BEGIN Text

The Russian invasion of Ukraine is having a geopolitical ripple effect across the globe. Russian allies and adversaries alike are feeling tensions on their shores and are unaware of what the future may look like. The middle east is no different. Russia is known as being a proxy in international conflicts, particularly in the Middle East and Northern Africa, and as they begin to flex their military muscles on Ukraine, the middle east may get the sharp end of the stick. The geopolitical implications of the Russian invasion can be divided into two categories. Russian allies and Russian adversaries.
How are Russian allies like Iran being impacted by the invasion of Ukraine?

END Text
BEGIN Entries supplied

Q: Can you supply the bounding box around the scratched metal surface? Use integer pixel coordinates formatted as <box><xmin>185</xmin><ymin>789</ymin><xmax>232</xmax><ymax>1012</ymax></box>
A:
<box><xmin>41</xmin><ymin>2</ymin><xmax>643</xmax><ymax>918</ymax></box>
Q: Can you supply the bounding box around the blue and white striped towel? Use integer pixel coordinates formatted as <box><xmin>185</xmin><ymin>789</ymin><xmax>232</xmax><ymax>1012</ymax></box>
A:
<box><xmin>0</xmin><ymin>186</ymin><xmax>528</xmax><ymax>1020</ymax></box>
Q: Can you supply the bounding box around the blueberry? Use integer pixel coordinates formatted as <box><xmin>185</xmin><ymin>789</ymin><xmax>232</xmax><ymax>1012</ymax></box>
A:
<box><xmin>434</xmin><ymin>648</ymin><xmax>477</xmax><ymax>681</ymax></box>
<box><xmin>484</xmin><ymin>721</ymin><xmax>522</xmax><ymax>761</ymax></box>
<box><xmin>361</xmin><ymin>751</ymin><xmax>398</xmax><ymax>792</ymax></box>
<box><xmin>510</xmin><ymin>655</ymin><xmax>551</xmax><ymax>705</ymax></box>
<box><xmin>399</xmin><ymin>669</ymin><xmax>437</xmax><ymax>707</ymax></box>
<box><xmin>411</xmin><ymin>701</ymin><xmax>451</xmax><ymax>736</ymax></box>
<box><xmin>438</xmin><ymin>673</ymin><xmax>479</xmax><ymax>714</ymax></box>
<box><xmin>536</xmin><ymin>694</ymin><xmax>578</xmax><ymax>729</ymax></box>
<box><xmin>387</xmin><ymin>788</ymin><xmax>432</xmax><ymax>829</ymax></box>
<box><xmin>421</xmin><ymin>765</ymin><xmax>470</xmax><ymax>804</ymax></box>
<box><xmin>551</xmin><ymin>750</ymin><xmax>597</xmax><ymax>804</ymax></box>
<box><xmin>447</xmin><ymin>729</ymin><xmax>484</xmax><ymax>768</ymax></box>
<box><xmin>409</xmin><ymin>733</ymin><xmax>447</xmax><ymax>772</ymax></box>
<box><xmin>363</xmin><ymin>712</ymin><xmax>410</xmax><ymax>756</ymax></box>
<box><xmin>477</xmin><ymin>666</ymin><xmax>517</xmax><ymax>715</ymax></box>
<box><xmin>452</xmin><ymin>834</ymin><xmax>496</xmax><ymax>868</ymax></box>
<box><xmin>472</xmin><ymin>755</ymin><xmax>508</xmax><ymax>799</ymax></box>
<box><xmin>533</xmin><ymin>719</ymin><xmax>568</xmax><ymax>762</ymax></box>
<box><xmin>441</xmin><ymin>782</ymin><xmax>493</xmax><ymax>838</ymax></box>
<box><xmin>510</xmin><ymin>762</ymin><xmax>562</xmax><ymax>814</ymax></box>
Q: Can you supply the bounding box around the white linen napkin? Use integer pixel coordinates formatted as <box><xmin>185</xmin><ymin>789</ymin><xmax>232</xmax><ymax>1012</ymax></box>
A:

END Entries supplied

- **Tasks to complete**:
**1.** Which countries does the text on the Russian invasion of Ukraine name?
**2.** Reproduce the stretch of the text on the Russian invasion of Ukraine from "The Russian invasion of" through "invasion of Ukraine?".
**3.** Into what two categories does the text on the Russian invasion of Ukraine divide the geopolitical implications of the invasion?

- **Results**:
**1.** Russia, Ukraine, Iran

**2.**
The Russian invasion of Ukraine is having a geopolitical ripple effect across the globe. Russian allies and adversaries alike are feeling tensions on their shores and are unaware of what the future may look like. The middle east is no different. Russia is known as being a proxy in international conflicts, particularly in the Middle East and Northern Africa, and as they begin to flex their military muscles on Ukraine, the middle east may get the sharp end of the stick. The geopolitical implications of the Russian invasion can be divided into two categories. Russian allies and Russian adversaries.
How are Russian allies like Iran being impacted by the invasion of Ukraine?

**3.** Russian allies and Russian adversaries.